Source document:
- Year: 14th-15th century
- Type: Skull
- Dimensions: 11.5 mm × 10 mm (0.45 in × 0.39 in)
- Location: National Museum of Anthropology; Manila;
- Owner: National Museum of the Philippines

= Bolinao Skull =

Archaeological discovery in the Philippines

The Bolinao Skull is an archaeological discovery excavated at the Balingasay Archaeological Site in Bolinao, Pangasinan in the Philippines. The Bolinao Skull is considered to be a one-of-a-kind find due to its gold dental decorations that resemble fish scales. This human skull find paved the way for further study of ornamental, burial, and trade practices by the people of the Philippines, particularly during the pre-Spanish period.

==History==

The Bolinao Skull was discovered during an excavation led by archaeologists from the National Museum of the Philippines. Its distinct feature is dental decorations made of gold. At the Balingasay Site in Bolinao, Pangasinan, Philippines, archaeologists excavated 67 skulls, all of which had their teeth decorated in gold and were found with tradeware ceramics dating to the early Ming Dynasty in China circa 15th century AD. The ornaments measure 10 millimeters wide by 11.5 millimeters in height. The gold scales were observed to be on the buccal surface of the upper and lower incisor and canine teeth.

The teeth were found to have had holes drilled in them, filled by gold disks, plugs, pegs, or wire. Each type of ornament has a unique design.

=== Excavation ===
The Bolinao Skull dates to the 14th and 15th century AD and was likely an inhabitant of Pangasinan. This discovery reveals the ornate method of decorating teeth that was part of native Philippine culture before the Spanish occupation in 1521. The Bolinao Skull is on display at the Pang-ulo Exhibit, at the National Museum of Anthropology, a component museum of the National Museum of the Philippines.

Records:
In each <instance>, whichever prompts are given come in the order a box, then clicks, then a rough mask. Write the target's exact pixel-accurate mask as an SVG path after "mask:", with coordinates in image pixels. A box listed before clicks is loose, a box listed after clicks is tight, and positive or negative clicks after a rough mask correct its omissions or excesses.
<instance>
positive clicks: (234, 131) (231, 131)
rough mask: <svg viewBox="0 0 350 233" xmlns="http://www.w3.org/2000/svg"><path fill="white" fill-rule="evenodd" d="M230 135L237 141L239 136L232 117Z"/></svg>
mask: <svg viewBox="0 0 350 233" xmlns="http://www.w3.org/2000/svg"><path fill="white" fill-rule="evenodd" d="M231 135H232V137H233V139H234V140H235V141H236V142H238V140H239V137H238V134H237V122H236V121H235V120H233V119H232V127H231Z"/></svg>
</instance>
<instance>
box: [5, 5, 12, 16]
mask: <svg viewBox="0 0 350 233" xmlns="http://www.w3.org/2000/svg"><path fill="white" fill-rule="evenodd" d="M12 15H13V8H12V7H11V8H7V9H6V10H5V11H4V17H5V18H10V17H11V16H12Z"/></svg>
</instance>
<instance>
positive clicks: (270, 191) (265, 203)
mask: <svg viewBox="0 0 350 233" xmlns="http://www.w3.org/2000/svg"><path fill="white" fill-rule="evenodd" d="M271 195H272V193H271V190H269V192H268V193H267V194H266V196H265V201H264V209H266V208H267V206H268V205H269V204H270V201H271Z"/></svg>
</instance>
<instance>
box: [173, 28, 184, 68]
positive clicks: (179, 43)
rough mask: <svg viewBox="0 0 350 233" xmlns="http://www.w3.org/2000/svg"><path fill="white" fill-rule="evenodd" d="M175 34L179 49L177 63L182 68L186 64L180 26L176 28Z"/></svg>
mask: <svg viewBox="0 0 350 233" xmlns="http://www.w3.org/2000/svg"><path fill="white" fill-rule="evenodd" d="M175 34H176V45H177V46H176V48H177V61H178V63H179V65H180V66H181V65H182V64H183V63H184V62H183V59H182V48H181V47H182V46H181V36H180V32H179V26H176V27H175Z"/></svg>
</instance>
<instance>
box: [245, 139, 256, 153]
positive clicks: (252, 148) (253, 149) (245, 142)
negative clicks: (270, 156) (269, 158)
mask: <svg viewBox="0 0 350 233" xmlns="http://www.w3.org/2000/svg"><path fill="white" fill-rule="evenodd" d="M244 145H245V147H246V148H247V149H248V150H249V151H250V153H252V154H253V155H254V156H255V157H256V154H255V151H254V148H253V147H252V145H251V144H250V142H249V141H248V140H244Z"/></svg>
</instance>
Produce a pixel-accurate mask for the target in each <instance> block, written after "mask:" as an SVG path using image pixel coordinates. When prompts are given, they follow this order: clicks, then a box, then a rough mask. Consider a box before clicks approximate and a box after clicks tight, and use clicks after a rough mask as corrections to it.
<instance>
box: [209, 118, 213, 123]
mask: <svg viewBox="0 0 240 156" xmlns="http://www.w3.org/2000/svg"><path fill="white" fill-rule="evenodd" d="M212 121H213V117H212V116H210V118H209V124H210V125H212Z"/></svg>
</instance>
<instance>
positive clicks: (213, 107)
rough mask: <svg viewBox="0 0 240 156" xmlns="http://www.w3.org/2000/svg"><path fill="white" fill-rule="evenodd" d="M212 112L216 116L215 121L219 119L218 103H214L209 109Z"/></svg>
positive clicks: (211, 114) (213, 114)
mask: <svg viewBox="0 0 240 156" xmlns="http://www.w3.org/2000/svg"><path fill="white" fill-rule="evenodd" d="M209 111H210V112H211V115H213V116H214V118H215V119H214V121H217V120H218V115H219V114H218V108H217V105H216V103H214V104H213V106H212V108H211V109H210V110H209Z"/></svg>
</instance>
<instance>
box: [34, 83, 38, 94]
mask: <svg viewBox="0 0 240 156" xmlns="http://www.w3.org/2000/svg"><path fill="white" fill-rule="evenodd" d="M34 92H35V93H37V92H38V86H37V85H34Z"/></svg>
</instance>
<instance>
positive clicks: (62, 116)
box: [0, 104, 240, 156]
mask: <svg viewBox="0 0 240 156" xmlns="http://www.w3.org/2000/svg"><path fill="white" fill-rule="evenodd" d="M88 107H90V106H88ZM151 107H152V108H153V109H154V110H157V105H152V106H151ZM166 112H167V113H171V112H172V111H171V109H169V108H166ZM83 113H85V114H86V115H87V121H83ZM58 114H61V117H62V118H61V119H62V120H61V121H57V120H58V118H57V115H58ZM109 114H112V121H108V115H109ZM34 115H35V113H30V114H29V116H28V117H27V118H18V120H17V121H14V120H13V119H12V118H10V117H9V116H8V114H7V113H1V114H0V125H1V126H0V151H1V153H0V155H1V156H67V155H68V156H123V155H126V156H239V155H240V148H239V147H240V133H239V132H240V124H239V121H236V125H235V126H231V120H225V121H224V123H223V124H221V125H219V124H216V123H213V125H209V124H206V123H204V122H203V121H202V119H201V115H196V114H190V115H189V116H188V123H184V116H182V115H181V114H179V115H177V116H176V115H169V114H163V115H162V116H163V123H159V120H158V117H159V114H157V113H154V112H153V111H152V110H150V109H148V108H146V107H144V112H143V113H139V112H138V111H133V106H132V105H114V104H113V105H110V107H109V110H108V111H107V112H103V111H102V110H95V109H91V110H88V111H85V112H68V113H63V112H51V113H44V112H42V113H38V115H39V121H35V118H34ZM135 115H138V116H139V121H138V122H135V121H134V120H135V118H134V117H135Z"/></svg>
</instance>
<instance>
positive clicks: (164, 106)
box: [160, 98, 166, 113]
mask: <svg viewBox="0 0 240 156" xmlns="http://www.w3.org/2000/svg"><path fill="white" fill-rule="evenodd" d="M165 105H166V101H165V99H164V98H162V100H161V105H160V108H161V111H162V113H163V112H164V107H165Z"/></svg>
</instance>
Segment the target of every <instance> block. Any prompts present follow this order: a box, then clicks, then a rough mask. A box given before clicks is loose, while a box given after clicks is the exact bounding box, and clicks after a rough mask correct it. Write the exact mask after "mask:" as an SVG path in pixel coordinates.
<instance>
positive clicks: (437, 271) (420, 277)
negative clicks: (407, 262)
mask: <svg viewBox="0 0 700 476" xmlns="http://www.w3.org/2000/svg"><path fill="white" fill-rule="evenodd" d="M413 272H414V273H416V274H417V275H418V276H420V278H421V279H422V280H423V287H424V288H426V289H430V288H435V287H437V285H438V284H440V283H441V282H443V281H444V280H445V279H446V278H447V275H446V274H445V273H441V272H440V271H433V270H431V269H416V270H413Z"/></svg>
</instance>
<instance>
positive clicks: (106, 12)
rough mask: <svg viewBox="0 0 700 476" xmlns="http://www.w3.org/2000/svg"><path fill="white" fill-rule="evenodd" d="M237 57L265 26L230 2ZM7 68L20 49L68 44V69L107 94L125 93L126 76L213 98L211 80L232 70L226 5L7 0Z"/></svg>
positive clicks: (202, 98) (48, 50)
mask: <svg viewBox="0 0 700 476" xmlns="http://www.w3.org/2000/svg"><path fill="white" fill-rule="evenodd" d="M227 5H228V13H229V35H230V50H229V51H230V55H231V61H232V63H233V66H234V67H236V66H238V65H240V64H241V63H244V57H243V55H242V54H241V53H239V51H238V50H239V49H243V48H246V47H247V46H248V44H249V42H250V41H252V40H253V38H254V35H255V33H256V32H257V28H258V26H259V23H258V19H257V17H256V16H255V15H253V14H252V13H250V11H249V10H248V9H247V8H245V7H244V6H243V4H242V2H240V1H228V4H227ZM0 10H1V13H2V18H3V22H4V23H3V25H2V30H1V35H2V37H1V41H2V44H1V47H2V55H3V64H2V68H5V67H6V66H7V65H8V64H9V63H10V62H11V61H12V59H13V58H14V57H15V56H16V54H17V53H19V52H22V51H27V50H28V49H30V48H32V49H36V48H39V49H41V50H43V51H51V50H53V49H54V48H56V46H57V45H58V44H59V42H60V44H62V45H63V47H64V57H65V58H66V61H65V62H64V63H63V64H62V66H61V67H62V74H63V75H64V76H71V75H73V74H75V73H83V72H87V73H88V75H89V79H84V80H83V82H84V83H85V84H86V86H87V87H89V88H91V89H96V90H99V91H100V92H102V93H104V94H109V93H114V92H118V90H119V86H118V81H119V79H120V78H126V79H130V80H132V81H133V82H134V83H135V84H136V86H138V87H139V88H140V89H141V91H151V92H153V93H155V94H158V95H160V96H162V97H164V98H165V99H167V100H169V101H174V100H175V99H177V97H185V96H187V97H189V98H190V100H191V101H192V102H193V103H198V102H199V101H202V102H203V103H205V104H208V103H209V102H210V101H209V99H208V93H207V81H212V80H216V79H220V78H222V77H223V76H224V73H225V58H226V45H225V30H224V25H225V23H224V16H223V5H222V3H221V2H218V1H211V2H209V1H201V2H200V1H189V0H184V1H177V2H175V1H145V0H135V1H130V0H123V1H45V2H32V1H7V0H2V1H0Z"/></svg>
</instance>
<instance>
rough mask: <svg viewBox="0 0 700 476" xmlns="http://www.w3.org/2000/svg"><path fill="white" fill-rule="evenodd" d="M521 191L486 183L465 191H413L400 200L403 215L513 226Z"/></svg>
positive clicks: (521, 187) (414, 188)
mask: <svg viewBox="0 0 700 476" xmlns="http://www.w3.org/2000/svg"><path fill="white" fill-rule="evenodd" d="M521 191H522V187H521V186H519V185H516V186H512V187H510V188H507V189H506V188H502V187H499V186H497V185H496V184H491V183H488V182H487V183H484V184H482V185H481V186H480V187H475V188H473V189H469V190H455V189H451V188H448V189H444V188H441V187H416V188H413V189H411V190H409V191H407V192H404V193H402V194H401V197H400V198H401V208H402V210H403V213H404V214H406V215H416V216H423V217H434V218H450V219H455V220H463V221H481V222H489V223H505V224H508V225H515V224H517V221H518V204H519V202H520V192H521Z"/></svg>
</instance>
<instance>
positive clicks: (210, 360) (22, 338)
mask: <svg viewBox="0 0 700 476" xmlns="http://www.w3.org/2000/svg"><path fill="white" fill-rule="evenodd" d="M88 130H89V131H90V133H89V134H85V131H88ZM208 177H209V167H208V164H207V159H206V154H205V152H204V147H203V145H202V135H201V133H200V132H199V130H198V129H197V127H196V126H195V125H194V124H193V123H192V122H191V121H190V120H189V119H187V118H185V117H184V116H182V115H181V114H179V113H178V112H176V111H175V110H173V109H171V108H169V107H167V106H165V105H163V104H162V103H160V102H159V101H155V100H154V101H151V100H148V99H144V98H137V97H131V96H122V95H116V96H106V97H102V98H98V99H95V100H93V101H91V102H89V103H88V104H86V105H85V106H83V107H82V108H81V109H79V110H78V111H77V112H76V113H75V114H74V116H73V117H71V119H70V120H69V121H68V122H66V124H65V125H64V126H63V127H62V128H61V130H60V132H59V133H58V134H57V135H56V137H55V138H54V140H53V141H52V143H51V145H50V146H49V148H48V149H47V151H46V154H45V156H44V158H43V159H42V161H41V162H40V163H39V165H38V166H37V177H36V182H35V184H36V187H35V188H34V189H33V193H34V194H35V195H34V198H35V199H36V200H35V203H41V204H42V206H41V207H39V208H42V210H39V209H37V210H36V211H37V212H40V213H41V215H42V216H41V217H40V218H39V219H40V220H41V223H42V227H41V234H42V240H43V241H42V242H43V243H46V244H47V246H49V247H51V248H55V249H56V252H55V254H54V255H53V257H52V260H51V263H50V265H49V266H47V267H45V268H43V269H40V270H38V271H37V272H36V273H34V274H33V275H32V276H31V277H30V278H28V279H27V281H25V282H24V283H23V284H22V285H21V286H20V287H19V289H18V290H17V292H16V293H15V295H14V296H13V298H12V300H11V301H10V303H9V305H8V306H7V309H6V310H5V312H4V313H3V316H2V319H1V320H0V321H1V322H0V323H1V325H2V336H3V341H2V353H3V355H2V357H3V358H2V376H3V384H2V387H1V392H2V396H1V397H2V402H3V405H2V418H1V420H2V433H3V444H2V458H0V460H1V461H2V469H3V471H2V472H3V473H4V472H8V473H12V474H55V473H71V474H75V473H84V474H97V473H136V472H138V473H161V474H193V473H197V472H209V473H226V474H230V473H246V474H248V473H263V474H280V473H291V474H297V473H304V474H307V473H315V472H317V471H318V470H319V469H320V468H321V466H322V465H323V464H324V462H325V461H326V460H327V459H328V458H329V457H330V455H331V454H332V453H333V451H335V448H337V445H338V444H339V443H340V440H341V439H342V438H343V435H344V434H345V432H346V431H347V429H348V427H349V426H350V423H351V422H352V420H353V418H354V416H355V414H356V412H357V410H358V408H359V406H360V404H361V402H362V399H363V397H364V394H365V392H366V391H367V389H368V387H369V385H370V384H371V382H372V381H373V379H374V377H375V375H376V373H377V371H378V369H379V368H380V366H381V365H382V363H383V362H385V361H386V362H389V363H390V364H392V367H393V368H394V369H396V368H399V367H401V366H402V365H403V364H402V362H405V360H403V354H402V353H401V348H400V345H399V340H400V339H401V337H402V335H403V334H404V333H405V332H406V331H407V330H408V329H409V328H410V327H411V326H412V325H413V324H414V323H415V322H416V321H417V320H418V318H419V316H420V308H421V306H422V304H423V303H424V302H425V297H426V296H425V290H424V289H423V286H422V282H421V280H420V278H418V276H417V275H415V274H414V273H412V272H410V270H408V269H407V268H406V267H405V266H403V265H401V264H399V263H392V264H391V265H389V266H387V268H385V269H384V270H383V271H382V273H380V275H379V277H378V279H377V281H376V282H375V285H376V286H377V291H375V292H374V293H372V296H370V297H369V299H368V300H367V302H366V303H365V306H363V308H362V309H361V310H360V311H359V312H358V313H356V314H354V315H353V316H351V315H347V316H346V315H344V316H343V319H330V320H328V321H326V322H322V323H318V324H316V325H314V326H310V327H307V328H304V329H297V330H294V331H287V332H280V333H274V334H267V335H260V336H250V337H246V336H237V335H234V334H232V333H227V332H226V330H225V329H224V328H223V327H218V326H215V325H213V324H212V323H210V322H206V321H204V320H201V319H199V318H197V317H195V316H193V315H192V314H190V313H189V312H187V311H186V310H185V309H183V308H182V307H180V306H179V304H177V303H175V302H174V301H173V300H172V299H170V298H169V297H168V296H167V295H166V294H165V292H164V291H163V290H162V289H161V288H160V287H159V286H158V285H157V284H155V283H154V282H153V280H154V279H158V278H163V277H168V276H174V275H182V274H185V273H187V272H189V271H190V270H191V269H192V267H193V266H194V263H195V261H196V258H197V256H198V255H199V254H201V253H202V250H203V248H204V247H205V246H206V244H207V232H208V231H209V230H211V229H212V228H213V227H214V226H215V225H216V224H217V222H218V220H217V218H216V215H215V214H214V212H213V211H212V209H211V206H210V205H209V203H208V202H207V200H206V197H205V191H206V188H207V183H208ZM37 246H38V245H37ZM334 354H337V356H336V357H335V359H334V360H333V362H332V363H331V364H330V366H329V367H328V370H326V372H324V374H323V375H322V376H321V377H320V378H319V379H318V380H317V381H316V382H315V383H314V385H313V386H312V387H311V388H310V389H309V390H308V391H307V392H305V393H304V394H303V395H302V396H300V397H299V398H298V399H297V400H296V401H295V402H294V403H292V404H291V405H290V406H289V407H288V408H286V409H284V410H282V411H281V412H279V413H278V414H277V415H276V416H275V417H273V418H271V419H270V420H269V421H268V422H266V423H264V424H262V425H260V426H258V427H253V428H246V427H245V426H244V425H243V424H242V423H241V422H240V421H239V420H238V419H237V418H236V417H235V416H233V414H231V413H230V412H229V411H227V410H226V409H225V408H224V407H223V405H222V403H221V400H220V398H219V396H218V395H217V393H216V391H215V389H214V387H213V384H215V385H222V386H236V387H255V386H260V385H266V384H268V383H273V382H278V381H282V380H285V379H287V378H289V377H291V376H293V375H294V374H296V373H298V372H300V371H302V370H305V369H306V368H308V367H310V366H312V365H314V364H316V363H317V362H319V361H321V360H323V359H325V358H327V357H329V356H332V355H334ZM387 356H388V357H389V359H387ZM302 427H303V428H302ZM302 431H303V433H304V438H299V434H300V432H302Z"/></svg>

Assignment 1: Summarize the Bolinao Skull article in two sentences.
Assignment 2: Pick up the Bolinao Skull article at the point where it stops, and extend it.

Exercise output 1: The Bolinao Skull, excavated by National Museum of the Philippines archaeologists at the Balingasay Site in Bolinao, Pangasinan, is considered a one-of-a-kind find because of its gold dental decorations resembling fish scales, which were set into holes drilled in the teeth. Dating to the 14th and 15th century AD, it shows the ornate tooth decoration practiced in native Philippine culture before the Spanish occupation in 1521, and it is displayed at the Pang-ulo Exhibit of the National Museum of Anthropology.

Exercise output 2:
== History of gold dental-work ==
Before the Spanish arrived in the Philippines, decorating teeth was a common practice. From staining them red or black, to decorating them with gold scales, the practice of dental decoration was a status symbol for Filipinos. Zumbroich and Salvador-Amores reported that eight out of the fifty-one burials unearthed from the 14th-15th century cemetery site in Bolinao had dentitions with gold ornamentations. Evidence of deliberate teeth dyeing was pointed out by the discoloration in the frontal teeth only. Other evidence of gold decorations was found in the Calatagan Peninsula. According to Pigafetta, the Visayans also practiced decorative dentistry. Upon meeting Rajah Siaui of Butuan, he described him as having “three spots of gold on every tooth” with "teeth [appearing] as if bound with gold". Tooth goldwork was called pusad, and the mananusad was the professional dental worker who was paid for his services.

In more recent times, dentists used gold to fill cavities because the metal is soft and does not decay. For these same reasons, gold was used for dental decoration in the pre-colonial era. The gold would be made into pegs put in the teeth; a painful procedure. Teeth goldwork, therefore, was a sign of social status and of strength and bravery.

==Terms==

Pusad: Tooth goldwork.

Mananusad: Dental worker with tooth goldwork specialization.

Halop: Gold covering, gold plating (secured by pegs, caps extending beyond the gum line, and rivets running through the tooth).

Bansil: Gold pegs.

Ulok: A thumbnail-shaped awl used to drill into the tooth to insert the bansil, and filed even with the surface of the incisor teeth.